Text block -
* * * *

“I just signed into law a bipartisan budget agreement that prevents a first-ever default while reducing the deficit, safeguarding Social Security, Medicare, and Medicaid, and fulfilling our scared obligation to our veterans,” Biden said in a tweet, which was accompanied by a short video of him signing the bill.
“Now, we continue the work of building the strongest economy in the world,” the president added.
Suspending the debt limit through early 2025 takes the threat of default off the table until after next year’s presidential election. In addition to addressing the debt limit, the law caps nondefense spending, expands work requirements for some food stamp recipients and claws back some Covid-19 relief funds, among other policy provisions.
The bipartisan deal to address the debt limit was struck between the White House and House Republicans – the culmination of long days and late nights of contentious negotiations that at times looked like they might break down and fall apart entirely.
To get the bill over the finish line, lawmakers raced the clock ahead of June 5, the date the Treasury Department had warned it would no longer be able to pay all of the nation’s obligations in full and on time – a scenario that could have triggered global economic catastrophe.
The time frame to pass the bill through Congress was extremely tight with little room for error, putting enormous pressure on leadership in both parties. The House passed the bill on Wednesday and the Senate passed it on Thursday.
Once agreed to, the deal faced backlash from both the far left and the far right, but ultimately won support from a wide array of lawmakers on both sides of the aisle, many of them moderates.
This story has been updated with additional reaction.

* * * *

(Dataset excerpts)
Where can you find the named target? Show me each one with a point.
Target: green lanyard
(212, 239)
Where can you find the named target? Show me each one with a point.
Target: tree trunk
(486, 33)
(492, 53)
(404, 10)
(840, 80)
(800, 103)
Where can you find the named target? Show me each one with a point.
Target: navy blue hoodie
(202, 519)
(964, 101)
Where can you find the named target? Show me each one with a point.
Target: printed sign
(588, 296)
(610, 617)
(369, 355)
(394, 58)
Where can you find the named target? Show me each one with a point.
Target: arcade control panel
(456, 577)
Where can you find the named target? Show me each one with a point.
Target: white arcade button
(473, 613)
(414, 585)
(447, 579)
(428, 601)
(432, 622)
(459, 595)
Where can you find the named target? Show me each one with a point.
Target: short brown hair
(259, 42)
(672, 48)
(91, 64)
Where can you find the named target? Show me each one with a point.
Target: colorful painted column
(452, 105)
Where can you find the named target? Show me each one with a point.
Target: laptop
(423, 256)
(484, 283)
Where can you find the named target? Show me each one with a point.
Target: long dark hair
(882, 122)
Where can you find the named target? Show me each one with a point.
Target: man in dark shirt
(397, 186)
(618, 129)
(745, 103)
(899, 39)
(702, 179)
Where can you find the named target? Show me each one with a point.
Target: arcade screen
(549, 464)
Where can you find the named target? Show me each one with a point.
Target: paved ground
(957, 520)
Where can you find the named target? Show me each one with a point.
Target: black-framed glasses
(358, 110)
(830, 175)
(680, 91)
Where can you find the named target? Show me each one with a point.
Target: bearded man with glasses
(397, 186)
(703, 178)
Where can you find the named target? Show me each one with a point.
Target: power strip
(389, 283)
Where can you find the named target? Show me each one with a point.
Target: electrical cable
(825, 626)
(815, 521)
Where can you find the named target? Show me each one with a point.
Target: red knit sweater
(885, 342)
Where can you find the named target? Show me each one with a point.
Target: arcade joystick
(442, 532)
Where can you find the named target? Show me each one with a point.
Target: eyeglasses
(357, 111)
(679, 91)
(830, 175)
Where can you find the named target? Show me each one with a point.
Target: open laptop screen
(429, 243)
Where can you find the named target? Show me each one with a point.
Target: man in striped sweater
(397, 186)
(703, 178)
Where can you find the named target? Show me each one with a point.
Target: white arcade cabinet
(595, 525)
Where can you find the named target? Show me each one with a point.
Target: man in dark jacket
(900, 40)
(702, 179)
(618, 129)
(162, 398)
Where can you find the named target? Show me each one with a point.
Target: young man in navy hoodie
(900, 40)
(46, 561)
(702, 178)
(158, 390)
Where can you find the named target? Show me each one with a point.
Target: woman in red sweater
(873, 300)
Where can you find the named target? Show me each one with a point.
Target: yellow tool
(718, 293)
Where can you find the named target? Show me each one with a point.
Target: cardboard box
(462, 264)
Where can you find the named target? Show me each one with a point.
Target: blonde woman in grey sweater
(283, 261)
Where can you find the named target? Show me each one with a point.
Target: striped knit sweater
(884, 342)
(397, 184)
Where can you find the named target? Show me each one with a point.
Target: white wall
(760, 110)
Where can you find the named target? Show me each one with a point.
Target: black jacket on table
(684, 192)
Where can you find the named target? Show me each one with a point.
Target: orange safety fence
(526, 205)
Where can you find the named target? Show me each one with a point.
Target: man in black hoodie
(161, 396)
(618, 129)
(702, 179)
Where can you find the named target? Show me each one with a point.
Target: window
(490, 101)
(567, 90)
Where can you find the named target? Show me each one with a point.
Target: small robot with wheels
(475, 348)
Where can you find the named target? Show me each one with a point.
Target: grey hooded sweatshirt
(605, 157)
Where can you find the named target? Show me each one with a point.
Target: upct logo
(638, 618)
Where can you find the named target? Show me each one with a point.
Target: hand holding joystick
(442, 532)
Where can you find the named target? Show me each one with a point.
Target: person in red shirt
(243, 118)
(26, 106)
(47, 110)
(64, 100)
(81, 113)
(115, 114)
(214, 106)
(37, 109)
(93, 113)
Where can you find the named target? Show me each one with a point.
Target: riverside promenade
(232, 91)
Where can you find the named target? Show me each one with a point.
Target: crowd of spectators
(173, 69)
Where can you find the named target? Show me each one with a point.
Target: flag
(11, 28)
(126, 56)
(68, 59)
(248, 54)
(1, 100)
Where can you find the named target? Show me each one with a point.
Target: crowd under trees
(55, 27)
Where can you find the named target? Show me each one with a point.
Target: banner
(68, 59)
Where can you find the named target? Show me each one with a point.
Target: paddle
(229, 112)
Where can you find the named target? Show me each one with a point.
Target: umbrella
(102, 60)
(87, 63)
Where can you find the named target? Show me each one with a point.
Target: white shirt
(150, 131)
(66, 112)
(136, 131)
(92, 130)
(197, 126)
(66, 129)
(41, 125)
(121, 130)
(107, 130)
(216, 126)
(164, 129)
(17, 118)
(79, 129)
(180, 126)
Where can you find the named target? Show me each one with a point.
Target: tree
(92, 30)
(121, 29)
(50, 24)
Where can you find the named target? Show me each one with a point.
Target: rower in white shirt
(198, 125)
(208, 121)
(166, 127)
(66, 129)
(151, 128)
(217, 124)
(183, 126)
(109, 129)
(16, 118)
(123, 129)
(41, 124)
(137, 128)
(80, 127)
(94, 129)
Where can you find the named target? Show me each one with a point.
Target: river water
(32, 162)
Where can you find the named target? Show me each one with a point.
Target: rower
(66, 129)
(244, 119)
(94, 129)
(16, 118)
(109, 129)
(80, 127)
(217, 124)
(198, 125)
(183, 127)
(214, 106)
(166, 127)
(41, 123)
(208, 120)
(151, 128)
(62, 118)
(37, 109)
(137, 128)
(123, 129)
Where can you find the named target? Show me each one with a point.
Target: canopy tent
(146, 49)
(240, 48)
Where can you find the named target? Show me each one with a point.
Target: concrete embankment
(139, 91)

* * * *

Your goal -
In the debt limit article, what date had the Treasury Department warned was the point when it could no longer pay all of the nation's obligations in full and on time?

Task output -
June 5